▶ _Dokument_
Düsseld. d. 27 März 1856
Meine Mila,
in aller Eile nur wenige Worte! – Ich reise d. 8ten Morgens hier ab nach Ostende, wo man Abends 8 Uhr anlangt und um 11 Uhr Nachts mit dem Londoner Schiff abfährt, das dann am Vormittag d. 9ten 11 Uhr in London eintrifft, wenn die Fahrt gut geht. Will die Dame sich an mich anschließen, so ist’s mir ganz recht, aber irgend Verantwortlichkeiten |2| kann ich nicht auf mich nehmen, umsoweniger überhaupt mich genieren, als ich nicht in der Gemüthsverfassungs [sic] sein werde, mich viel zu unterhalten, denn die Trennung, namentlich von meinem theuersten Freunde Brahms, wird mir unendlich schwer, und mich sehr darnieder beugen; ich trage mein Unglück doppelt schwer, wenn ich Ihn nicht habe, der immer und immer meinen Geist aufrichtet, die Begeisterung zur Kunst |3| immer neu in mir anfacht, kurz in herrlichstem Sinne des Wortes mein Freund ist. Was ich nun leide nach 12 wöchentlicher Trennung, abermals diese lange, kannst Du Dir denken. Ich schreibe Dir dies, damit die junge Dame nicht etwa Ansprüche an liebenswürdige Gesellschaft macht; es reisen aber wahrscheinlich noch 1 oder 2 Damen (Engländerinnen) von hier mit, also findet sie am Ende doch Gesellschaft an Denen.
|3| Will sie nun also mit mir, so muß sie spätestens d. 7ten Abends hier eintreffen, bleibt dann am bequemsten im Hôtel de l’Europe (gleich bei der Eisenbahn) fährt dann am 8ten Morgens zum andern Zuge nach dem Aachner Bahnhof, wo sie mich trifft. Will sie mich selbst Tags zuvor aufsuchen, so ist meine Adresse: Poststraße Nro 1315, 1ter Stock.

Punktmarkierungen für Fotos
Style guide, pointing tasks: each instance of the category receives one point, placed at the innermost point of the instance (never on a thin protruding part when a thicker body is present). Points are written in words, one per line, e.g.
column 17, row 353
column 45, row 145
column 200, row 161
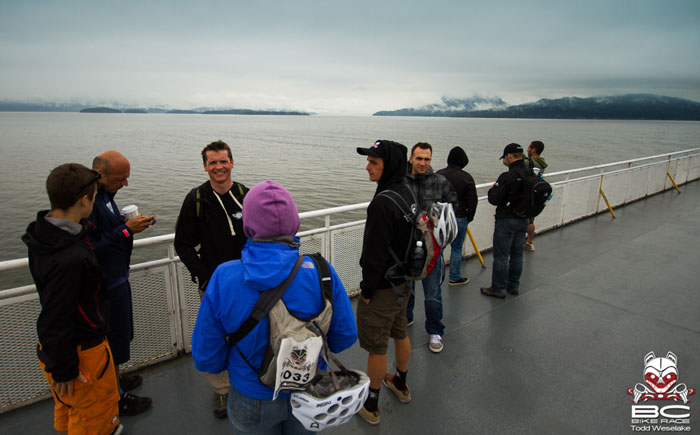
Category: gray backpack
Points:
column 294, row 344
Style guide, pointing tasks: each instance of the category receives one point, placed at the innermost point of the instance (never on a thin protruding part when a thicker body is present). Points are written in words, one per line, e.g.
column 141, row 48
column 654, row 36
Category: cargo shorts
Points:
column 381, row 319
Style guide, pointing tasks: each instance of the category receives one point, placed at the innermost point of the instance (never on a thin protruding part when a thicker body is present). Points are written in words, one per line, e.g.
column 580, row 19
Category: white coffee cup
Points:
column 130, row 211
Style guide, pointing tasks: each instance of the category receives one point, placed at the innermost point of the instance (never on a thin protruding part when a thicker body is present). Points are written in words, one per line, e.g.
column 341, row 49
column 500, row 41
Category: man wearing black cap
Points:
column 467, row 200
column 510, row 230
column 381, row 312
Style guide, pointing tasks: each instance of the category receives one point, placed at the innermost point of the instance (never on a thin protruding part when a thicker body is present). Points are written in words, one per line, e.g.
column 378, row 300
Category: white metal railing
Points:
column 166, row 300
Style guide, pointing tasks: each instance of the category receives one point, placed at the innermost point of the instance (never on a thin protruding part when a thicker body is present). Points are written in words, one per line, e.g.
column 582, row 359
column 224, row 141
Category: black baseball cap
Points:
column 512, row 148
column 376, row 150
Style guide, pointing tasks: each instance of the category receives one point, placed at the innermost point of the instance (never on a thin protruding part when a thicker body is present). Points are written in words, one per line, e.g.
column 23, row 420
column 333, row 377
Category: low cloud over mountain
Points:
column 632, row 106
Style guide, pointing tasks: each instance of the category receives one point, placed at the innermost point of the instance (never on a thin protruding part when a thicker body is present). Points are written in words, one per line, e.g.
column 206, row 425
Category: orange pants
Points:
column 94, row 407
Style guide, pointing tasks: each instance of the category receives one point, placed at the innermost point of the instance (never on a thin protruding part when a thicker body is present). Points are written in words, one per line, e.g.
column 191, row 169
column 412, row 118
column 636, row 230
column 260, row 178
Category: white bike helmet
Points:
column 321, row 405
column 443, row 217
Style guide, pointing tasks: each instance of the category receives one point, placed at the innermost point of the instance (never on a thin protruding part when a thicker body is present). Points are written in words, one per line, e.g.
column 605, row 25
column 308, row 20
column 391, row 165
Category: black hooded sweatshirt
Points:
column 73, row 307
column 462, row 182
column 385, row 225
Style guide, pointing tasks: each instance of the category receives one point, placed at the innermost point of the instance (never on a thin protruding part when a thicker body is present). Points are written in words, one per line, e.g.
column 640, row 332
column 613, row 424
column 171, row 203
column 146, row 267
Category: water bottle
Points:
column 418, row 259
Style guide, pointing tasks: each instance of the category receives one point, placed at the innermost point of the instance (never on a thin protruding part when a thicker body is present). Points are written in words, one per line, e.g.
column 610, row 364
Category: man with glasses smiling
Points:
column 211, row 217
column 113, row 240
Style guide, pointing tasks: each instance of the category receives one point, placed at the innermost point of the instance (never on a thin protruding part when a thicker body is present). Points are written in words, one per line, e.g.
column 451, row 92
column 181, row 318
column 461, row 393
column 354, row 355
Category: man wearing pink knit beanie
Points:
column 270, row 221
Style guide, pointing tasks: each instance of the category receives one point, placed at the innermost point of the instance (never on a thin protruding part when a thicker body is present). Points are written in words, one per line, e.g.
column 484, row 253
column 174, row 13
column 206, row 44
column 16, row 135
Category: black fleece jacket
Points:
column 507, row 190
column 385, row 225
column 73, row 307
column 209, row 229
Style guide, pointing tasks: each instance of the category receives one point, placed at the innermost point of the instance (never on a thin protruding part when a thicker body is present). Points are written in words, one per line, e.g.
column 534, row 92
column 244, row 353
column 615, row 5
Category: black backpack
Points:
column 534, row 192
column 418, row 261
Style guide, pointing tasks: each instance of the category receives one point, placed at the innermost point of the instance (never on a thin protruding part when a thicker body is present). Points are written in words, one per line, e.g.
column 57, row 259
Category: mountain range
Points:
column 631, row 106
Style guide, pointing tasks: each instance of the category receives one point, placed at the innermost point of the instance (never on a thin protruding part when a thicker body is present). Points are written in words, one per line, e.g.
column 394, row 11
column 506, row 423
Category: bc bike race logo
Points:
column 660, row 384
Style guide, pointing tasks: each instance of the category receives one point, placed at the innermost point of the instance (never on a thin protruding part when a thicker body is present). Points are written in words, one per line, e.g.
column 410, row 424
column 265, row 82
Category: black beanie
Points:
column 457, row 157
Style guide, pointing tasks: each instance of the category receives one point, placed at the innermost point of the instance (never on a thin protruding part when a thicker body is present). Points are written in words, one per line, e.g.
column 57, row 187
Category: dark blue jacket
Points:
column 233, row 291
column 111, row 239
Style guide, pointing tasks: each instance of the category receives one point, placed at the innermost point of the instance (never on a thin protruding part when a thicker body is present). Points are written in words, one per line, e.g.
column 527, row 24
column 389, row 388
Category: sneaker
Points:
column 488, row 291
column 435, row 343
column 372, row 418
column 129, row 382
column 460, row 281
column 130, row 404
column 220, row 405
column 404, row 396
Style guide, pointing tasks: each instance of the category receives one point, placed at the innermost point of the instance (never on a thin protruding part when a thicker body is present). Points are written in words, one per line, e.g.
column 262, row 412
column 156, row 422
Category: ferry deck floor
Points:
column 596, row 297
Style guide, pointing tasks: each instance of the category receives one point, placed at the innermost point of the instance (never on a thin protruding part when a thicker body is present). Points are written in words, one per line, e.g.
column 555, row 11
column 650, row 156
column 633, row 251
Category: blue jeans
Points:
column 433, row 300
column 508, row 238
column 456, row 251
column 262, row 416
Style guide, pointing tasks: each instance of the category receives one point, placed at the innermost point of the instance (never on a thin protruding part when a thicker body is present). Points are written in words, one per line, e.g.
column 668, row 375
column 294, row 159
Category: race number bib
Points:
column 296, row 363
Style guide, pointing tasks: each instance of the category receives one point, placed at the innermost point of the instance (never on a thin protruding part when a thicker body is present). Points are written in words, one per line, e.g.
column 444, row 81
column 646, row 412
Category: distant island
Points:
column 100, row 110
column 252, row 112
column 631, row 106
column 19, row 106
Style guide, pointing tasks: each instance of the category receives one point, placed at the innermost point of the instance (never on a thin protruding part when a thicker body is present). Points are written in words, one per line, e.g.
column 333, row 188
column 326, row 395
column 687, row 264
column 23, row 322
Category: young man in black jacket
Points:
column 467, row 200
column 510, row 230
column 381, row 311
column 211, row 217
column 72, row 326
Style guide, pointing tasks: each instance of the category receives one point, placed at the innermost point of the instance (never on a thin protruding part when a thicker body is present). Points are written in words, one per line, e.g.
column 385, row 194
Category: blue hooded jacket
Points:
column 233, row 290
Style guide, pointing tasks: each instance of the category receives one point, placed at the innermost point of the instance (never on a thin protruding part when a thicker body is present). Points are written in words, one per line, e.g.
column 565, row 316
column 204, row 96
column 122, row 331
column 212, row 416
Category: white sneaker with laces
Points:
column 436, row 343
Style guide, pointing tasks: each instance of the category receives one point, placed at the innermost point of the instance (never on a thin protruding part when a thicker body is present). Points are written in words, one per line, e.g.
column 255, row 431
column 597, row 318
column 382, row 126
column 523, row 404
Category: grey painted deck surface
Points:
column 596, row 297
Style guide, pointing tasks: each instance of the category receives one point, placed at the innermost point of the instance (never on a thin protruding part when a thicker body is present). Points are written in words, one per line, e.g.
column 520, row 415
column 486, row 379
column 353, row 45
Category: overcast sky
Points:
column 348, row 58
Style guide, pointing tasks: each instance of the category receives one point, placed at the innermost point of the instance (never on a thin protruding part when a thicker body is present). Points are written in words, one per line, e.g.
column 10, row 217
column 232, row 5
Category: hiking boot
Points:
column 370, row 417
column 460, row 281
column 130, row 404
column 404, row 396
column 488, row 291
column 435, row 343
column 129, row 382
column 220, row 405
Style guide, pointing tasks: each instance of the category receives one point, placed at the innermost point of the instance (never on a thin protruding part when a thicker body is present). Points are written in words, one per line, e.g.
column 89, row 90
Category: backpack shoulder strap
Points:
column 263, row 306
column 324, row 275
column 199, row 199
column 400, row 203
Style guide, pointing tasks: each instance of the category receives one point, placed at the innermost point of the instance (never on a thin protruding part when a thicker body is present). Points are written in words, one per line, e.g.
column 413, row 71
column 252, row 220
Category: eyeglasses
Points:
column 96, row 177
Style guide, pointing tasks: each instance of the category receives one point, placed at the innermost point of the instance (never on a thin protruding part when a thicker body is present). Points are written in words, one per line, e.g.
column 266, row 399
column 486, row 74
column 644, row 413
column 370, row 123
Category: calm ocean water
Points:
column 313, row 157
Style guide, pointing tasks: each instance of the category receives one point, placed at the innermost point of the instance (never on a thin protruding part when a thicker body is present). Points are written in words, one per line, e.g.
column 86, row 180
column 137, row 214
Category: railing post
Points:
column 327, row 238
column 177, row 304
column 563, row 201
column 600, row 190
column 629, row 178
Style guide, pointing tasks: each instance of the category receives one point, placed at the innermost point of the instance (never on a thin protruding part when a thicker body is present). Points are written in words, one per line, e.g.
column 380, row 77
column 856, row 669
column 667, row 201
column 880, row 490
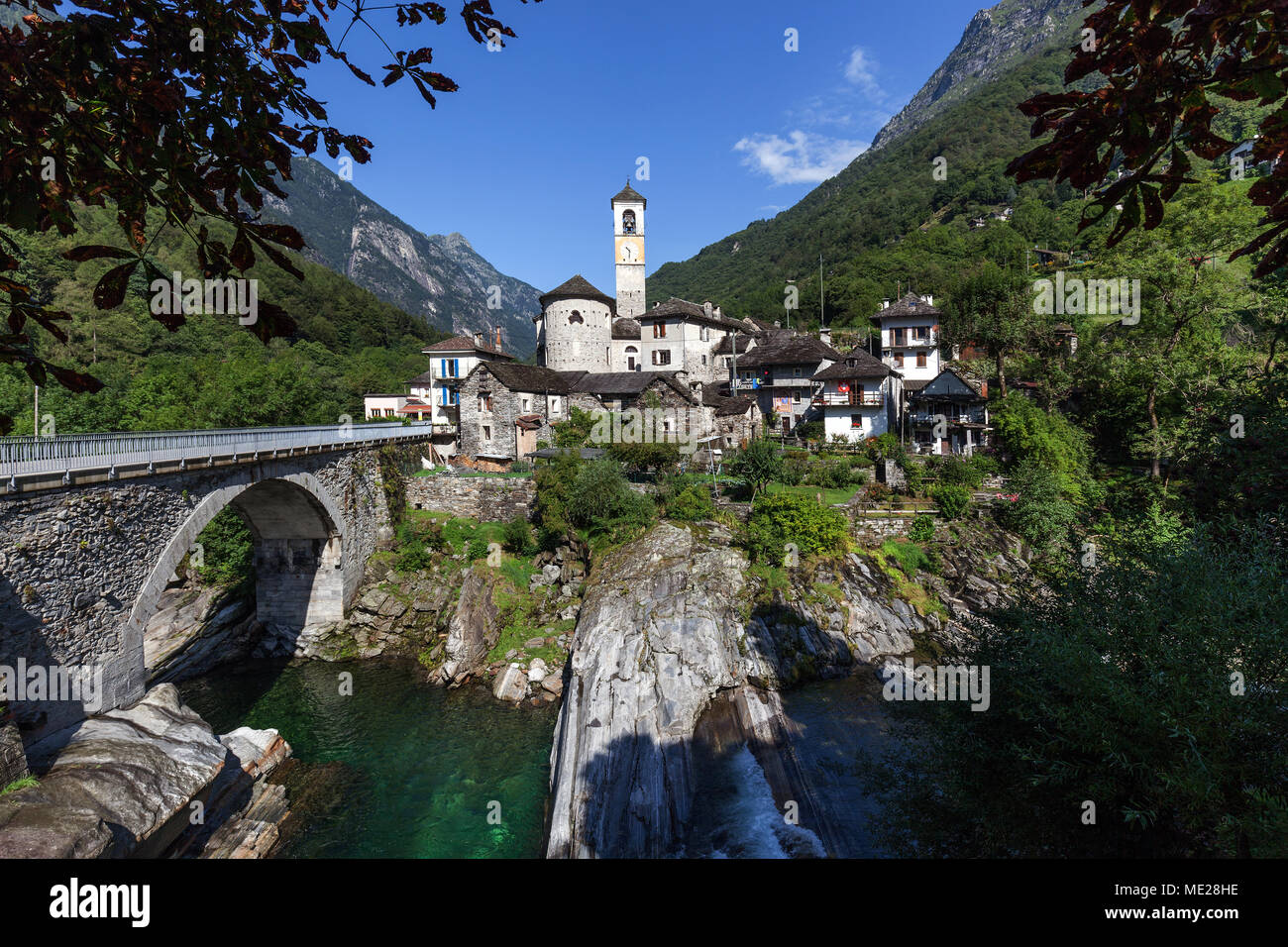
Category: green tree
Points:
column 1149, row 684
column 991, row 309
column 759, row 464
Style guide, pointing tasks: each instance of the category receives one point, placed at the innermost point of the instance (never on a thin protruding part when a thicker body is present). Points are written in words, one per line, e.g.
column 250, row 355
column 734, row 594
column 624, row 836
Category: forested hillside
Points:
column 866, row 221
column 210, row 371
column 438, row 277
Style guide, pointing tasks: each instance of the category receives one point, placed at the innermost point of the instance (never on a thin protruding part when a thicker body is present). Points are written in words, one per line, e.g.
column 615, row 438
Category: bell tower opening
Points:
column 629, row 250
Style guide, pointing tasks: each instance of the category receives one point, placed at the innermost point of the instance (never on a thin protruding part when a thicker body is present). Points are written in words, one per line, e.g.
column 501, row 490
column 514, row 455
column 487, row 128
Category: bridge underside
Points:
column 82, row 570
column 299, row 577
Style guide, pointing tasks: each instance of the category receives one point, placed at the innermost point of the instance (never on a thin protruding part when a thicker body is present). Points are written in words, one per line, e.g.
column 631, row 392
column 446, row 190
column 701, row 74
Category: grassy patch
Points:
column 831, row 495
column 20, row 784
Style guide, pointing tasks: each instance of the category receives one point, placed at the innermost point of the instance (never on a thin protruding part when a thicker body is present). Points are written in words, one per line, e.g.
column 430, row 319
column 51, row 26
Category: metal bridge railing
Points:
column 71, row 453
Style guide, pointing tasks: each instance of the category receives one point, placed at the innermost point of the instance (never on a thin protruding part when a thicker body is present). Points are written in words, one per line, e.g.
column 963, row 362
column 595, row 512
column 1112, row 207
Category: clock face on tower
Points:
column 630, row 252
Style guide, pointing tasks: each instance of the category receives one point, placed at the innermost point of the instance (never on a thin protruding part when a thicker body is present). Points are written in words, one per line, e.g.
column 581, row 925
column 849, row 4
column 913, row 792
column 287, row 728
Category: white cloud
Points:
column 861, row 71
column 803, row 158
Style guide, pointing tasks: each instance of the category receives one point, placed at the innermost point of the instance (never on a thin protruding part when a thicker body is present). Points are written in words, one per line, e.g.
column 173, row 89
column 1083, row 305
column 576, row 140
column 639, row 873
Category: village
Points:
column 687, row 372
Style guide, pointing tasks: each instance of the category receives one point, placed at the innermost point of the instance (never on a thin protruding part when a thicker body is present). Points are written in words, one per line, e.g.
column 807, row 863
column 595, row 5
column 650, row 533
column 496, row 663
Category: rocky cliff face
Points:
column 993, row 39
column 670, row 626
column 127, row 784
column 438, row 277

▶ _Zu lösende Aufgaben_
A) Wie lauten die Datenzeilen, beginnend mit der ersten und weiter bis einschließlich der Zeile mit „column 632, row 106“, wenn du darin „Style guide“ gegen „Guideline“ tauschst und alles andere unverändert lässt? Die Bilder lass dabei weg.
B) Wie könnte der Brief über die Reise nach London nach seinem letzten Satz weitergehen? Führe ihn fort.

▶ _Ergebnisse je Aufgabe_
A)
Guideline, pointing tasks: each instance of the category receives one point, placed at the innermost point of the instance (never on a thin protruding part when a thicker body is present). Points are written in words, one per line, e.g.
column 17, row 353
column 45, row 145
column 200, row 161
Category: gray backpack
Points:
column 294, row 344
Guideline, pointing tasks: each instance of the category receives one point, placed at the innermost point of the instance (never on a thin protruding part when a thicker body is present). Points are written in words, one per line, e.g.
column 141, row 48
column 654, row 36
Category: cargo shorts
Points:
column 381, row 319
Guideline, pointing tasks: each instance of the category receives one point, placed at the innermost point of the instance (never on a thin protruding part when a thicker body is present). Points are written in words, one per line, e.g.
column 580, row 19
Category: white coffee cup
Points:
column 130, row 211
Guideline, pointing tasks: each instance of the category receives one point, placed at the innermost point of the instance (never on a thin protruding part when a thicker body is present). Points are written in words, one per line, e.g.
column 341, row 49
column 500, row 41
Category: man wearing black cap
Points:
column 467, row 200
column 510, row 230
column 381, row 312
Guideline, pointing tasks: each instance of the category receives one point, placed at the innermost point of the instance (never on a thin protruding part when a thicker body is present). Points are written in words, one per line, e.g.
column 378, row 300
Category: white metal railing
Points:
column 166, row 300
Guideline, pointing tasks: each instance of the category receives one point, placed at the innermost point of the instance (never on a thin protruding part when a thicker body is present). Points are written in words, one per line, e.g.
column 582, row 359
column 224, row 141
Category: black baseball cap
Points:
column 512, row 148
column 376, row 150
Guideline, pointing tasks: each instance of the category receives one point, placed at the innermost point of the instance (never on a thin protruding part when a thicker body is present). Points are written in words, one per line, e.g.
column 23, row 420
column 333, row 377
Category: low cloud over mountain
Points:
column 632, row 106

B)
Schildere mich Ihr als Brummbär, vielleicht findet sie mich dann etwas besser.
Du schreibst mir wohl noch sicheres darüber.
Ich lege einen Brief der Bennett bei, lies ihn, damit Du siehst, daß ich Deinetwegen nach England geschrieben hatte.
Leb wohl, liebste Emilie! Ich habe unendlich viel zu thuen noch vor England, und einen schweren Entschluß zu fassen – die Veränderung des Aufenthaltes meines geliebten Roberts, dessen Zustand nun seit 21 Monaten ganz derselbe geblieben. Es muß etwas Anderes geschehen! Sprich aber nicht darüber.
Deine Clara.
Ich hab den Brief der Bennett verbrand – Du glaubst es so auch – nicht wahr.

  Absender: Schumann, Clara, geb Wieck, Clara (3179)
  Absendeort: Düsseldorf
  Empfänger: List, Emilie (962)
  Empfangsort: München
  Schumann-Briefedition: Serie: II / Band: 8
Briefwechsel Robert und Clara Schumanns mit der Familie List und anderen Münchner Korrespondenten / Editionsleitung: Thomas Synofzik und Michael Heinemann / Herausgeber: Ekaterina Smyka / Dohr / Erschienen: 2022
ISBN: 978-3-86846-019-3
313f.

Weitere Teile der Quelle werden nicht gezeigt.